Begin Document passage

Hot (typically maxima above 25°C, and sometimes reaching 34°C) and humid, with occasional storms and heavy rains associated with southern-tracking typhoons.

Young Japanese and White Wagtails can be found begging food on streams and rivers in the East and southeast. Juvenile Chinese Egrets and Eastern Oystercatchers are on north-west tidal-flats, in some areas feeding alongside summering Saunders’s and Mongolian Gulls. Chinese Sparrowhawks are on telegraph poles in rice-fields throughout the country. Black-naped Orioles, Vinous-throated Parrotbills and parties of tits, are found in almost all woodland areas. By the end of July the first returning shorebirds arrive, with large numbers of Far Eastern and Eurasian Curlews at Ganghwa and the Geum Estuary.

“Southern breeders” in recent years have included Pheasant-tailed Jacana, White-breasted Waterhen and Greater Painted Snipe. In 2006 an early typhoon brought Korea’s first Bridled Tern, to Jeju island.

(The following records are a compilation of our own sightings and records sent in by other observers. As well as being posted on the Birds Korea website(s), selected records are also forwarded to other Korean-language birding websites; records of threatened species are arranged and forwarded to Birdlife International and national authorities when appropriate; flag images and records are passed to bodies responsible for their coordination throughout the flyway; and all records sent to us are used to compile annual reports and to support the evolving understanding of the status of many of Korea’s birds.)

Bird News from Tim Edelsten
Paldang, Ungilsan, Gwanaksan, Yongjeong & Songdo, July

Continuing the line-up of birds one can expect to see in the summer in Korea, on July 1st I photographed a juvenile Grey-headed Green Woodpecker in Bucheon, already quite independent of its parents.

Grey-headed Woodpecker Picus canus jessoensis, Photo © Tim Edelsten

In stifling heat at Paldang on July 7th, very little on the swollen Han river except for ranks of Great Cormorant (which have a nesting colony on the nearby lake), a Striated Heron, two Mandarin, and a (presumably breeding?) Common Sandpiper.

End Document passage

Goal A> Transcribe everything in the passage on summer birds in Korea from "Bird News from" down to "of its parents.".

Begin Records supplied

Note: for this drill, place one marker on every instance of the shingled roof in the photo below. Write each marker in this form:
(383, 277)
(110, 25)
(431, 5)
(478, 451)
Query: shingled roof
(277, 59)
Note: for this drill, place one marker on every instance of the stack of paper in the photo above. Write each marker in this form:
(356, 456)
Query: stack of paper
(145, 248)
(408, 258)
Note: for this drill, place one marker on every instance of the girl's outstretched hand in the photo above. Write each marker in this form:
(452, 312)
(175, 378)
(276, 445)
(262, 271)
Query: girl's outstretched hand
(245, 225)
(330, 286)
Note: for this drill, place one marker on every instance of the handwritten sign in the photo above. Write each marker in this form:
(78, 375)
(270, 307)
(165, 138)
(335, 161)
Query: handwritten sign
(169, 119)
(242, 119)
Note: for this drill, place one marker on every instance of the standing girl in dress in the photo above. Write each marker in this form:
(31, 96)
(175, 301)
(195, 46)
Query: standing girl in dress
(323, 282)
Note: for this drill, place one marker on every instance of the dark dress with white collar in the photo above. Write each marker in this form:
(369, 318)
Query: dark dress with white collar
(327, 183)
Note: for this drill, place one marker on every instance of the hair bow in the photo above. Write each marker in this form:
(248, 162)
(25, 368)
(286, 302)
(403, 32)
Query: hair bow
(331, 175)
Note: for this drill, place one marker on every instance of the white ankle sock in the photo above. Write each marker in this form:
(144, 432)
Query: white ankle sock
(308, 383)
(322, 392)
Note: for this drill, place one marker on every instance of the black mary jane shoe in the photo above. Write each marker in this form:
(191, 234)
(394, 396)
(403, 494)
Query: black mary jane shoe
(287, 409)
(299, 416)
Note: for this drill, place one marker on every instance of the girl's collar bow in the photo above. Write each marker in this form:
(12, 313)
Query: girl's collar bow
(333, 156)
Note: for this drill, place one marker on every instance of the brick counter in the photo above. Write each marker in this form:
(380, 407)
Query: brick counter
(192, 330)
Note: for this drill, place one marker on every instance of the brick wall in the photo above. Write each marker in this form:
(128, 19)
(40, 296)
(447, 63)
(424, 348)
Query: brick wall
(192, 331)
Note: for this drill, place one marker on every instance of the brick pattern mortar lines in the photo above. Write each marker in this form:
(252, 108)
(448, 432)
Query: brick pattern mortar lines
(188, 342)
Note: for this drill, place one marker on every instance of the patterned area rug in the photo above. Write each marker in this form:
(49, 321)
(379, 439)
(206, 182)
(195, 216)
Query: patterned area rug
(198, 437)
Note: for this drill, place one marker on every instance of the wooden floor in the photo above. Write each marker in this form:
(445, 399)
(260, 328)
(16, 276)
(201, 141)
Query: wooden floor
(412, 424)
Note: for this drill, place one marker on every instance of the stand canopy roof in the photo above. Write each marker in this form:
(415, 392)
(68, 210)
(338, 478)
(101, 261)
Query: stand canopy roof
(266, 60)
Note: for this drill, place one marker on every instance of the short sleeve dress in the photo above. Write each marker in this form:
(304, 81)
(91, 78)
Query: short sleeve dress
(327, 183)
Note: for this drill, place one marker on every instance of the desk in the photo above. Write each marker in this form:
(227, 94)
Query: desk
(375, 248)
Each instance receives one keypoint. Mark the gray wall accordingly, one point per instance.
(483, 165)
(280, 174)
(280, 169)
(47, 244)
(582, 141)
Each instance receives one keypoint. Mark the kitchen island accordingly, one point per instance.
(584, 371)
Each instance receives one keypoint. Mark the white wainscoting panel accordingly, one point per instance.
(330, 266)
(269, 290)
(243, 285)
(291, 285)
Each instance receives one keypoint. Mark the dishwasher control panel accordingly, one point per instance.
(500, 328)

End Records supplied

Goal B> Express as a JSON list of strings everything in the records from the line containing "the brick pattern" down to the end of the records, with one string per line and blank lines omitted.

Complete answer A>
Bird News from Tim Edelsten
Paldang, Ungilsan, Gwanaksan, Yongjeong & Songdo, July

Continuing the line-up of birds one can expect to see in the summer in Korea, on July 1st I photographed a juvenile Grey-headed Green Woodpecker in Bucheon, already quite independent of its parents.

Complete answer B>
[
  "Note: for this drill, place one marker on every instance of the brick pattern mortar lines in the photo above. Write each marker in this form:",
  "(252, 108)",
  "(448, 432)",
  "Query: brick pattern mortar lines",
  "(188, 342)",
  "Note: for this drill, place one marker on every instance of the patterned area rug in the photo above. Write each marker in this form:",
  "(49, 321)",
  "(379, 439)",
  "(206, 182)",
  "(195, 216)",
  "Query: patterned area rug",
  "(198, 437)",
  "Note: for this drill, place one marker on every instance of the wooden floor in the photo above. Write each marker in this form:",
  "(445, 399)",
  "(260, 328)",
  "(16, 276)",
  "(201, 141)",
  "Query: wooden floor",
  "(412, 424)",
  "Note: for this drill, place one marker on every instance of the stand canopy roof in the photo above. Write each marker in this form:",
  "(415, 392)",
  "(68, 210)",
  "(338, 478)",
  "(101, 261)",
  "Query: stand canopy roof",
  "(266, 60)",
  "Note: for this drill, place one marker on every instance of the short sleeve dress in the photo above. Write each marker in this form:",
  "(304, 81)",
  "(91, 78)",
  "Query: short sleeve dress",
  "(327, 183)",
  "Note: for this drill, place one marker on every instance of the desk in the photo above. Write each marker in this form:",
  "(227, 94)",
  "Query: desk",
  "(375, 248)",
  "Each instance receives one keypoint. Mark the gray wall accordingly, one point per instance.",
  "(483, 165)",
  "(280, 174)",
  "(280, 169)",
  "(47, 244)",
  "(582, 141)",
  "Each instance receives one keypoint. Mark the kitchen island accordingly, one point per instance.",
  "(584, 371)",
  "Each instance receives one keypoint. Mark the white wainscoting panel accordingly, one point per instance.",
  "(330, 266)",
  "(269, 290)",
  "(243, 285)",
  "(291, 285)",
  "Each instance receives one keypoint. Mark the dishwasher control panel accordingly, one point per instance.",
  "(500, 328)"
]